■ **Your task**:
Output every line of the material exactly, omitting images.

■ **Raw data**:
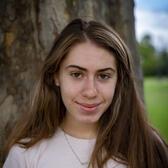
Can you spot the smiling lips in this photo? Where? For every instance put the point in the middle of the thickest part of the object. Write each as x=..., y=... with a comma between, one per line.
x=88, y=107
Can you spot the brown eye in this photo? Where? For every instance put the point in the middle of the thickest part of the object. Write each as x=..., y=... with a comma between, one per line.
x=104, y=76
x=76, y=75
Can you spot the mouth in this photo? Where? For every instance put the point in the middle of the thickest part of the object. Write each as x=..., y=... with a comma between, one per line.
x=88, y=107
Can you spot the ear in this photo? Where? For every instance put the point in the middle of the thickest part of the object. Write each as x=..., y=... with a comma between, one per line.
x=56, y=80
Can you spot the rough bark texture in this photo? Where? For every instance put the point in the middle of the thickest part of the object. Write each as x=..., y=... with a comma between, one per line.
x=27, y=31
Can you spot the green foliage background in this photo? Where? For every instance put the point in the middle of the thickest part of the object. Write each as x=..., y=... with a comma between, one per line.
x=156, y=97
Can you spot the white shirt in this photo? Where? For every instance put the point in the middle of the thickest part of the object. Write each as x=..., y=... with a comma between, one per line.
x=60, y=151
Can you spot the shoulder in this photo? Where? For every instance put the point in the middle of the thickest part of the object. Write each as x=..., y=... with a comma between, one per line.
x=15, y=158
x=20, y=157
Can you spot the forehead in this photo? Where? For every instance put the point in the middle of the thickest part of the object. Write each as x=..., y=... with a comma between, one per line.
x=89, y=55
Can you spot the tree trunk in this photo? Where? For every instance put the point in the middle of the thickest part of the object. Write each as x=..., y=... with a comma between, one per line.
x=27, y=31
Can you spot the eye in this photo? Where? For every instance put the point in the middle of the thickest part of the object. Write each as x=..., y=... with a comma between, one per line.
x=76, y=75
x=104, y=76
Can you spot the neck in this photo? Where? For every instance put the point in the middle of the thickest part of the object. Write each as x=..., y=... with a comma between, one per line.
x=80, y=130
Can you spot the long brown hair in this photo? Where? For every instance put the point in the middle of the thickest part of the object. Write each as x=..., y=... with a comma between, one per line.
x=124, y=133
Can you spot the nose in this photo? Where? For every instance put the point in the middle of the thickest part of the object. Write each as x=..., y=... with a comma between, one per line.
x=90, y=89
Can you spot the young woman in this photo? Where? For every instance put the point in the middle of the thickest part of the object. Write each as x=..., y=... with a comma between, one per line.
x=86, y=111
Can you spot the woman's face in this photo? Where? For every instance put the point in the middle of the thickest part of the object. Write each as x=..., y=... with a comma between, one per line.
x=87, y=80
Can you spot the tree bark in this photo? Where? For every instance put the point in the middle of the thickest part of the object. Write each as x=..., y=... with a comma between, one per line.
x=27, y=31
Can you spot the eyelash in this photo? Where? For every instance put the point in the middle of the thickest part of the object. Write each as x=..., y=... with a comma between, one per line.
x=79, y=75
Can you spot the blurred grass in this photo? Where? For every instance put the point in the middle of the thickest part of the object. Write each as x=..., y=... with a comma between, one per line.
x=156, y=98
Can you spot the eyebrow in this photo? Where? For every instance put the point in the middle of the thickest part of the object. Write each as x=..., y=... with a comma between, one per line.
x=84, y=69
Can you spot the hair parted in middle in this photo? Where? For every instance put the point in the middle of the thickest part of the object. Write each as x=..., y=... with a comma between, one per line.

■ **Answer to this problem**:
Can you spot the smiling lips in this photo? Where? For every instance put the point in the middle of the thickest part of the object. Write each as x=..., y=... with a comma between, one per line.
x=88, y=107
Can you spot the brown eye in this photo? Where? For every instance put the point in the middle of the thickest part of the object. Write each as x=..., y=... with a comma between, one per line.
x=104, y=76
x=76, y=75
Can you spot the mouth in this photo? Where? For every instance put the point in the middle of the thickest part of the object. Write each as x=..., y=... with a comma between, one per line.
x=88, y=107
Can you spot the ear in this photo? Where? For every instance put the point in the middle of the thickest part of the object. Write each as x=..., y=... with a comma between, one per line.
x=56, y=80
Can you spot the rough bark texture in this photo? Where? For every instance put the point in the middle of the thickest part of the object. Write each as x=..., y=... with a comma between, one per line.
x=27, y=31
Can you spot the green foliage background in this photo? Where? For every instance put the point in the middle of the thickest part of the object. Write each as x=..., y=... with a comma between, one per line.
x=156, y=97
Can you spot the white shirt in this photo? Where? For every instance put the point in the middle of the thickest part of the object. Write each as x=..., y=... with a comma between, one per line.
x=60, y=151
Can you spot the shoulder in this photo? Where? For every instance put the point in the middle of the thickest part of the object. Write each as x=..., y=... with a comma between, one per line.
x=15, y=158
x=20, y=157
Can you spot the forehead in this photo? Where? For every instance put the point in the middle of the thickest part of the object. Write each as x=..., y=... with a comma between, one per line.
x=89, y=55
Can you spot the tree trunk in this photo? Where? For every instance put the point in the middle of the thickest part of the object. Write each as x=..., y=... with a comma between, one per line.
x=27, y=31
Can you spot the eye in this photo? Where? For every instance put the point in the middle of the thickest part of the object. Write each as x=..., y=... with a comma between, one per line.
x=76, y=75
x=104, y=76
Can you spot the neck in this photo? Where? For every instance put the point in the middle of the thickest part of the object. Write each as x=..., y=... with a comma between, one per line.
x=80, y=130
Can you spot the long brown hair in this photo? Where? For every instance put the point in the middle of the thickest part of the object. Write each as x=..., y=... with a comma between, one per line.
x=124, y=133
Can you spot the nose in this photo? Where? For every instance put the point in the middle of the thickest part of the object. Write each as x=..., y=... with a comma between, one per line.
x=90, y=89
Can you spot the young woman in this photo? Where? For every instance put the point in the middle of the thickest part of the object. Write each as x=..., y=... with a comma between, one per line.
x=86, y=111
Can you spot the woman's face in this photo? Where? For every instance put the point in the middle of the thickest part of the object. Write each as x=..., y=... with a comma between, one per line.
x=87, y=80
Can you spot the tree bark in this photo? Where? For every instance put the point in the middle of the thickest part of the object. Write each as x=..., y=... with a comma between, one per line.
x=27, y=31
Can you spot the eyelash in this photo? Where? For every instance put the point in the middle of the thickest part of the object. Write each as x=..., y=... with a comma between, one per line.
x=79, y=75
Can you spot the blurred grass in this photo? Where? For every instance put the point in the middle of the thickest part of the object. Write each as x=..., y=... with a comma between, one per line.
x=156, y=98
Can you spot the eyebrow in this photo? Where? For every instance put the point in the middle of the thickest part of the object. Write each as x=..., y=... with a comma between, one per line.
x=84, y=69
Can you spot the hair parted in middle in this photo? Where? For every instance put the point in the middle of the thickest part of the object. Write each as x=..., y=... with a comma between, one per line.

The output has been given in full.